::: Records for this task :::

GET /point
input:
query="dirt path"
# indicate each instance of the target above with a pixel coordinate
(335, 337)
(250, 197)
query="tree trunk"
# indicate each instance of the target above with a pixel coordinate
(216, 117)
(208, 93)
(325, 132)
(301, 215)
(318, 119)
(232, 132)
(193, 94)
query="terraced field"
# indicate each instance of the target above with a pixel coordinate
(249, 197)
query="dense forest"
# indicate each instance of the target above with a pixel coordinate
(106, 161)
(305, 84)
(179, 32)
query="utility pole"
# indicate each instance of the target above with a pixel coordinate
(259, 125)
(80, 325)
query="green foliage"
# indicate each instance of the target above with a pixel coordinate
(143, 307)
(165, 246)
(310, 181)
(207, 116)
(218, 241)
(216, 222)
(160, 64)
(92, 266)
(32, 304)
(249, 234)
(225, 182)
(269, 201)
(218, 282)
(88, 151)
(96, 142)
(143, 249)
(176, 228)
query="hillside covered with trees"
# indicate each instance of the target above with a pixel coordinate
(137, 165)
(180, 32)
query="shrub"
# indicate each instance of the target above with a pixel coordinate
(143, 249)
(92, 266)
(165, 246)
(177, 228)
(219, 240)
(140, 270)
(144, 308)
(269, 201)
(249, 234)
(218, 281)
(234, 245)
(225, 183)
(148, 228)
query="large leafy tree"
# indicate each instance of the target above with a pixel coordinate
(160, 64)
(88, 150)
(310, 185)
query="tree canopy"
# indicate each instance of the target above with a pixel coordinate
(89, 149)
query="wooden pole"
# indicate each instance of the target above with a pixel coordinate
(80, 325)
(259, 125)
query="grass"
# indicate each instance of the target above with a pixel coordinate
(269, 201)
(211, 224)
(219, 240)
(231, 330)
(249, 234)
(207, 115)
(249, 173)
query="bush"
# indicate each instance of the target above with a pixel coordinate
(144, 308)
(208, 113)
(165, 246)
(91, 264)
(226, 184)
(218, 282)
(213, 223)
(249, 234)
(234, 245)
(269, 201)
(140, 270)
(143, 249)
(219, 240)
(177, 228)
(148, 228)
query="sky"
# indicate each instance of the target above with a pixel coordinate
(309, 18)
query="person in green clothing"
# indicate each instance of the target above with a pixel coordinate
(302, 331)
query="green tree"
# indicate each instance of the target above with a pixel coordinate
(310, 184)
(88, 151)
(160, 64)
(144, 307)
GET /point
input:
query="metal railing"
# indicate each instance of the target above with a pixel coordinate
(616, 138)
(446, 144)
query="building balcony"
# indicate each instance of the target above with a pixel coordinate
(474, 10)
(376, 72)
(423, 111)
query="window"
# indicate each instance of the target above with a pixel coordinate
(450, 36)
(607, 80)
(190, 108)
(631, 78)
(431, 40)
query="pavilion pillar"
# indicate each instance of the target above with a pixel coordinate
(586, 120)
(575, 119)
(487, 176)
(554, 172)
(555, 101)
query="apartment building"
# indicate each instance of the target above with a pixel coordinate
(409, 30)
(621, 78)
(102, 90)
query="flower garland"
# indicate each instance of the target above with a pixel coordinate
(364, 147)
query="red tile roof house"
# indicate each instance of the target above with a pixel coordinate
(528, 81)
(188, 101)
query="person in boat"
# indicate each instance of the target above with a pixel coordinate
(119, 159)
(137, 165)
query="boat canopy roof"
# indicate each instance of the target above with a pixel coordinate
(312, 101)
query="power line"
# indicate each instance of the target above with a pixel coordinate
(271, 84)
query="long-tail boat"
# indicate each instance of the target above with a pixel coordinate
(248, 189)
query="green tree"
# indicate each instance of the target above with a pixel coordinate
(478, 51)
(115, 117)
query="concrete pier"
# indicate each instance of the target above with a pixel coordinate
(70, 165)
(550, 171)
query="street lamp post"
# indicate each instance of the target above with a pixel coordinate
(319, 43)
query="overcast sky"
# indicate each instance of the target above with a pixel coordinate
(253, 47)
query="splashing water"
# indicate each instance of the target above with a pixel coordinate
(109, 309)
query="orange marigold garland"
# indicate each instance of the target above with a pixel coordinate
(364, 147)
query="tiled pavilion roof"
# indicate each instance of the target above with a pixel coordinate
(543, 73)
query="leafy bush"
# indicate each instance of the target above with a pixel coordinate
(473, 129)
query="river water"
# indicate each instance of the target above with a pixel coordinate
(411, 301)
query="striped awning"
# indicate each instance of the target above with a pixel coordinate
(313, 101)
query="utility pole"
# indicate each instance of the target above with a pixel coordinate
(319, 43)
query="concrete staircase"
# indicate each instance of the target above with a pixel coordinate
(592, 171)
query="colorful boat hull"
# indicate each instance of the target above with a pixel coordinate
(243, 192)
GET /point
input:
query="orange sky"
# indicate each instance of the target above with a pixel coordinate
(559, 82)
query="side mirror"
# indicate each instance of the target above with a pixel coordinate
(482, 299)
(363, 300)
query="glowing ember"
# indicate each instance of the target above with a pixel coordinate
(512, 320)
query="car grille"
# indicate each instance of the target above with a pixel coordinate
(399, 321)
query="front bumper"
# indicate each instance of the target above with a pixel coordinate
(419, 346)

:::

* **The task**
All of the data needs to be printed once more, exactly.

* **Completed exercise**
GET /point
input:
query="dirt path"
# indicate each instance of the target above with a pixel coordinate
(335, 337)
(250, 197)
query="tree trunk"
# indicate each instance of the target above with a pixel coordinate
(216, 117)
(208, 93)
(325, 132)
(301, 215)
(318, 119)
(232, 132)
(193, 94)
query="terraced field"
# indicate each instance of the target above with a pixel coordinate
(249, 197)
query="dense forest"
# indicate each instance of the target above with a pixel coordinate
(106, 161)
(305, 84)
(179, 32)
query="utility pole"
# indicate each instance of the target above with a pixel coordinate
(259, 125)
(80, 325)
query="green foliage"
# indicate each instance of the target above with a pixel coordinate
(143, 307)
(165, 246)
(310, 181)
(207, 116)
(218, 241)
(216, 222)
(160, 64)
(92, 266)
(32, 304)
(249, 234)
(225, 182)
(269, 201)
(218, 282)
(88, 151)
(96, 142)
(143, 249)
(176, 228)
query="hillside covered with trees"
# indicate each instance of the target above with a pixel coordinate
(137, 165)
(180, 32)
query="shrub"
# indicate each instance of the target above with a pixel coordinate
(143, 249)
(92, 266)
(165, 246)
(177, 228)
(219, 240)
(140, 270)
(144, 308)
(269, 201)
(249, 234)
(218, 281)
(234, 245)
(225, 183)
(148, 228)
query="large leafy tree"
# indicate each instance of the target above with a pixel coordinate
(160, 64)
(88, 150)
(310, 185)
query="tree canopy"
# indicate each instance of the target above with a pixel coordinate
(89, 149)
query="wooden pole"
# indicate each instance of the target above with a pixel coordinate
(80, 325)
(259, 125)
query="grass"
# indicate each instance of the target above with a pixel coordinate
(269, 201)
(211, 224)
(219, 240)
(231, 330)
(249, 234)
(207, 115)
(249, 173)
query="bush"
# indicate each instance of the target above with a pixel coordinate
(144, 308)
(208, 113)
(165, 246)
(91, 264)
(226, 184)
(218, 282)
(213, 223)
(249, 234)
(234, 245)
(269, 201)
(140, 270)
(143, 249)
(219, 240)
(177, 228)
(148, 228)
query="sky"
# indicate each instance of the target above with a pixel coordinate
(309, 18)
query="person in green clothing"
# indicate each instance of the target above with a pixel coordinate
(302, 331)
query="green tree"
# indicate each instance of the target above with a pixel coordinate
(310, 184)
(88, 151)
(160, 64)
(144, 307)
GET /point
input:
query="metal railing"
# indicate each instance of the target above with a pixel coordinate
(616, 138)
(446, 144)
query="building balcony"
# indicate each instance of the target above with a pixel coordinate
(474, 10)
(376, 72)
(423, 111)
query="window"
# indicate each instance of the target above with a pixel coordinate
(450, 36)
(607, 80)
(190, 108)
(631, 78)
(431, 40)
query="pavilion pillar"
# indicate each instance of the target above with a pixel coordinate
(586, 120)
(575, 119)
(487, 176)
(554, 172)
(555, 101)
query="apartment building"
# indicate each instance of the target above with a pixel coordinate
(409, 30)
(621, 78)
(102, 90)
query="flower garland"
# indicate each instance of the target above with a pixel coordinate
(364, 147)
query="red tile roof house"
# indicate each instance of the target above with a pixel coordinate
(528, 81)
(188, 101)
query="person in boat"
# indicate each instance of the target above with a pixel coordinate
(119, 159)
(137, 165)
query="boat canopy roof"
# indicate each instance of the target above with a pixel coordinate
(312, 101)
query="power line"
# indicate each instance of the target above with a pixel coordinate
(271, 84)
query="long-tail boat"
# indicate each instance of the target above with a pixel coordinate
(248, 189)
query="green tree"
# indicate each instance of the target above with a pixel coordinate
(478, 51)
(115, 117)
query="concrete pier"
# indicate each instance of the target above with a pixel coordinate
(70, 165)
(550, 171)
query="street lamp post"
# indicate each instance of the target above with a pixel coordinate
(319, 43)
query="overcast sky"
# indicate each instance of the target above with a pixel coordinate
(253, 47)
query="splashing water"
# indicate each instance of the target above with a pixel coordinate
(109, 309)
query="orange marigold garland"
# indicate each instance of the target above with a pixel coordinate
(364, 147)
query="tiled pavilion roof"
# indicate each instance of the target above with a pixel coordinate
(543, 73)
query="leafy bush"
# indicate each instance of the target above with a pixel coordinate
(473, 129)
query="river water"
# indicate each instance of the target above with a pixel coordinate
(411, 301)
query="striped awning"
# indicate each instance of the target above with a pixel coordinate
(313, 101)
query="utility pole"
# indicate each instance of the target above with a pixel coordinate
(319, 43)
query="concrete staircase"
# indicate each instance of the target above with a pixel coordinate
(592, 171)
query="colorful boat hull"
# indicate each instance of the target above with a pixel coordinate
(243, 192)
GET /point
input:
query="orange sky"
# indicate each instance of the target above with a pixel coordinate
(559, 82)
query="side mirror"
# indicate each instance of the target above with a pixel coordinate
(482, 299)
(363, 300)
query="glowing ember"
# indicate each instance of the target above with a pixel coordinate
(512, 320)
query="car grille"
# indicate each instance of the target above with a pixel coordinate
(399, 321)
query="front bumper"
# indicate each instance of the target above with a pixel coordinate
(419, 346)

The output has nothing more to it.